▶ [REQUIREMENTS]: Please return, unchanged, the stretch of the material from the line that contains "[trace] patch of green grass" through the end of the material, including both ends.

▶ [DATASET ROWS]:
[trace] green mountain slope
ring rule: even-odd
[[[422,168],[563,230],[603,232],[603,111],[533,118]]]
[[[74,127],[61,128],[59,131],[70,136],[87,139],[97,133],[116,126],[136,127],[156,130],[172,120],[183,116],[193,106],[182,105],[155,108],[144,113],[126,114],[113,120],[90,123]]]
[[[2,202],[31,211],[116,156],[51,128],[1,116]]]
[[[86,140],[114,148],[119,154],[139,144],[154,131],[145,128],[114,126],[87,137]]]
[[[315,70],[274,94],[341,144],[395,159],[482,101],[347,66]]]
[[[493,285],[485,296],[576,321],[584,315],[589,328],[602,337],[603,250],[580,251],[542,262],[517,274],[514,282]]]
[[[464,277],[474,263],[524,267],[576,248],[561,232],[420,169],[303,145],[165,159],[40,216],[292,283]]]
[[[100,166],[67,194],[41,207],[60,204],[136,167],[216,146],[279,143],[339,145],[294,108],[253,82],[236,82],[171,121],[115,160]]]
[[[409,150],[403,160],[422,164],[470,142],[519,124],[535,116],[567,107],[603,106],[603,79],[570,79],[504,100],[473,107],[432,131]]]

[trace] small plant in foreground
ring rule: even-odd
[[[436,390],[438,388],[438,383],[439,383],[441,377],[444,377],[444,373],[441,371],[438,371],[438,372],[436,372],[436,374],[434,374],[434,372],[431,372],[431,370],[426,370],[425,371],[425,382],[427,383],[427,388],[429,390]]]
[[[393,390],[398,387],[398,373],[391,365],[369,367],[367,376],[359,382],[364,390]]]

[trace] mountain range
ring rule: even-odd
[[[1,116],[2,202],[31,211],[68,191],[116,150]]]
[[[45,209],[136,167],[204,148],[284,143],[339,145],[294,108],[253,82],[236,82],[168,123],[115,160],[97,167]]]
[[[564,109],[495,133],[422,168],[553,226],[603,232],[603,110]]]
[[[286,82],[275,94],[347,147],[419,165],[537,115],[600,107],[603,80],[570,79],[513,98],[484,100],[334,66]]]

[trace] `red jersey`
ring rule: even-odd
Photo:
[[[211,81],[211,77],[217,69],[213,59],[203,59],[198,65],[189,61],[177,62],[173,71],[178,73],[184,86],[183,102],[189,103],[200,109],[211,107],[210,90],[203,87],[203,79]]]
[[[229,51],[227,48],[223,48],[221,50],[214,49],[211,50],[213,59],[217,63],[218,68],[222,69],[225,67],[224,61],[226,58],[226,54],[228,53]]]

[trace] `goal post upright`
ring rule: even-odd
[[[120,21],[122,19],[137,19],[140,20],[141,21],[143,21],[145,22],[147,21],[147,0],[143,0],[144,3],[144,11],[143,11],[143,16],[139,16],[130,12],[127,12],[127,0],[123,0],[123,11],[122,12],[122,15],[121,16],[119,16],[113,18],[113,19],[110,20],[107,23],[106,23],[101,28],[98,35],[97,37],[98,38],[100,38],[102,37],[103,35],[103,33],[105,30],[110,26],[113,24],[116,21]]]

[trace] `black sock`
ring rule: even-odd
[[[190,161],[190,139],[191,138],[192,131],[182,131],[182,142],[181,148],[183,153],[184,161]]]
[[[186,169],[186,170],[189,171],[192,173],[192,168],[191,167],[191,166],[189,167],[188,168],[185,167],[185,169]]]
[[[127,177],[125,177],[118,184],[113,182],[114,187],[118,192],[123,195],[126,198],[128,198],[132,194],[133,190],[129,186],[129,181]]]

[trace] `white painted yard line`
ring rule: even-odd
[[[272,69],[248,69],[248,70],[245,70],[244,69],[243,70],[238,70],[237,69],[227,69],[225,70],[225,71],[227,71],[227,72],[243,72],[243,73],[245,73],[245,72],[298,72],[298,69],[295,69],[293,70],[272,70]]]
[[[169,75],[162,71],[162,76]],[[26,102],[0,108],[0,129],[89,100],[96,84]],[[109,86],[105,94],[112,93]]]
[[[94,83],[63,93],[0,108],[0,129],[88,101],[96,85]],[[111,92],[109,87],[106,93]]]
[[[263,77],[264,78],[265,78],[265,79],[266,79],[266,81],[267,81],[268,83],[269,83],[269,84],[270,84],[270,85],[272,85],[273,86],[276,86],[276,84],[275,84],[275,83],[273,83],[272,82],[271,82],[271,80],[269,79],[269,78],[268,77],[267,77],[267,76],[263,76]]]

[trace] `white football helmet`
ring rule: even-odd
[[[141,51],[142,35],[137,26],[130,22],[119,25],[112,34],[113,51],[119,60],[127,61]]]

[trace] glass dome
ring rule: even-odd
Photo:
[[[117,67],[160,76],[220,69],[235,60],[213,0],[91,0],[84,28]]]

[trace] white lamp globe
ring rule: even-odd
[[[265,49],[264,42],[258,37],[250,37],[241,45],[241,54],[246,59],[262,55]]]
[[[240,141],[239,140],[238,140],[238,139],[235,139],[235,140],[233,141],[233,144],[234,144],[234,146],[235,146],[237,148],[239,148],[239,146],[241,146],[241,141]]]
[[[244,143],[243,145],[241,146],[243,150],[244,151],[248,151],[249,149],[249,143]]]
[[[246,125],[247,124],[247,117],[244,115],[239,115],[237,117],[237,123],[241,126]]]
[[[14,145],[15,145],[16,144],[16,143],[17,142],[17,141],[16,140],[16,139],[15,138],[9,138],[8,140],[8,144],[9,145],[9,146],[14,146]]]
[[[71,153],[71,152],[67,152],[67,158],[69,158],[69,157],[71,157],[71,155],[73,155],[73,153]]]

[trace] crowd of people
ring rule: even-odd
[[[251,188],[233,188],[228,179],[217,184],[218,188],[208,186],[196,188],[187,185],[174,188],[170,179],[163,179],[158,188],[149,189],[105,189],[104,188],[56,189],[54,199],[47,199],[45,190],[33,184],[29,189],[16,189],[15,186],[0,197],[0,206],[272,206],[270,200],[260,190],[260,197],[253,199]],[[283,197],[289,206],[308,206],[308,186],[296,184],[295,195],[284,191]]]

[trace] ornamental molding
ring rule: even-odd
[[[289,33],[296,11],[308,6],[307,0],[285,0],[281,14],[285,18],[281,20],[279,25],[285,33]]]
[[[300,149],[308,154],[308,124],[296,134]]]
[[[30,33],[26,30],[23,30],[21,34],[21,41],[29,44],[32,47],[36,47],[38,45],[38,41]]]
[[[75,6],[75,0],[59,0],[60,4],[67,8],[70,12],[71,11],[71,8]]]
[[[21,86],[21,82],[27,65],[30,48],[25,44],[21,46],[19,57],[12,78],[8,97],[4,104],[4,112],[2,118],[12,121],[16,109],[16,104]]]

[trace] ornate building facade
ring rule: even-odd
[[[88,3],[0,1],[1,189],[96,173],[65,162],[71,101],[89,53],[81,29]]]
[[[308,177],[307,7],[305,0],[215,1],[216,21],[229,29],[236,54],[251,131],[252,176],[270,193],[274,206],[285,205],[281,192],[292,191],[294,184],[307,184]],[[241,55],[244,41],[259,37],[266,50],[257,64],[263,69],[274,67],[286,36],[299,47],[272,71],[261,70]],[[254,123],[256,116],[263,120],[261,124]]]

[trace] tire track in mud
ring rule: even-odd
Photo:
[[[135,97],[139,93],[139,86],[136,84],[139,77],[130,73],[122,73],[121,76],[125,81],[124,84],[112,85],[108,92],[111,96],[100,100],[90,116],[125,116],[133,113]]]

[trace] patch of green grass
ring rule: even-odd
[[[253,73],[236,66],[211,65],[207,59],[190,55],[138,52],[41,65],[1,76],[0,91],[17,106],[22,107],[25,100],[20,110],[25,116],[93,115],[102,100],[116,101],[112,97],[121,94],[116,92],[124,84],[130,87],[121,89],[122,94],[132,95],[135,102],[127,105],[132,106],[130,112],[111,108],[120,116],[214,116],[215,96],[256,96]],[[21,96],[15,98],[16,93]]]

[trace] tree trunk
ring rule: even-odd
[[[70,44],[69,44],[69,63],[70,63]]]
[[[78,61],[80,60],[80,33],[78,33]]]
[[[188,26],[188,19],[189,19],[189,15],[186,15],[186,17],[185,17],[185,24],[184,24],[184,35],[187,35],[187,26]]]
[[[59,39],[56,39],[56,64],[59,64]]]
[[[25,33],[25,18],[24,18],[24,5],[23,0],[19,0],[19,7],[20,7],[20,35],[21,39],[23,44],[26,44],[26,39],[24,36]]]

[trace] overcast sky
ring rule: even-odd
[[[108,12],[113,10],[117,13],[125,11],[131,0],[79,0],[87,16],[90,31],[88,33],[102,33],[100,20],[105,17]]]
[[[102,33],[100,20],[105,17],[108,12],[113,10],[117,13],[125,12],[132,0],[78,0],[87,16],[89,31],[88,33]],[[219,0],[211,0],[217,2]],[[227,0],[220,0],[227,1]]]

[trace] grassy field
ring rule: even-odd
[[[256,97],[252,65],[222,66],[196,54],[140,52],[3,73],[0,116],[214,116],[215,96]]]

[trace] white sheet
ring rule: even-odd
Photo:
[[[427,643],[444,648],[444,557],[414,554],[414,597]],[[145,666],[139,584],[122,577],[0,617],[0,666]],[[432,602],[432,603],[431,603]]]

▶ [TASK RESPONSE]:
[trace] patch of green grass
ring rule: even-odd
[[[253,73],[236,66],[211,65],[207,59],[190,55],[138,52],[41,65],[1,76],[0,91],[17,106],[22,107],[25,100],[20,110],[25,116],[93,115],[102,100],[116,101],[112,97],[121,94],[116,92],[124,84],[130,87],[121,89],[122,94],[132,95],[135,102],[127,105],[132,106],[130,112],[111,108],[120,116],[214,116],[215,96],[256,96]],[[21,96],[15,98],[16,93]]]

[trace] tree trunk
ring rule: even-odd
[[[70,44],[69,44],[69,63],[70,63]]]
[[[78,61],[80,60],[80,33],[78,33]]]
[[[188,26],[188,19],[189,19],[189,15],[186,15],[186,17],[185,17],[185,24],[184,24],[184,35],[187,35],[187,26]]]
[[[59,39],[56,39],[56,64],[59,64]]]
[[[25,33],[25,18],[24,18],[24,5],[23,0],[19,0],[19,7],[20,7],[20,35],[21,39],[23,44],[26,44],[26,39],[24,36]]]

[trace] overcast sky
ring rule: even-odd
[[[108,12],[113,10],[117,13],[125,11],[131,0],[79,0],[87,16],[90,31],[88,33],[102,33],[100,20],[105,17]]]
[[[102,33],[100,20],[105,17],[108,12],[113,10],[117,13],[125,12],[132,0],[78,0],[87,16],[89,31],[88,33]],[[219,0],[211,0],[217,2]],[[227,0],[220,0],[227,1]]]

[trace] grassy field
ring rule: even-odd
[[[256,97],[252,65],[222,66],[196,54],[140,52],[3,73],[0,116],[214,116],[215,96]]]

[trace] white sheet
ring rule: even-odd
Photo:
[[[427,643],[444,648],[444,557],[414,554],[414,597]],[[145,666],[139,584],[122,577],[0,617],[0,666]],[[432,602],[432,603],[431,603]]]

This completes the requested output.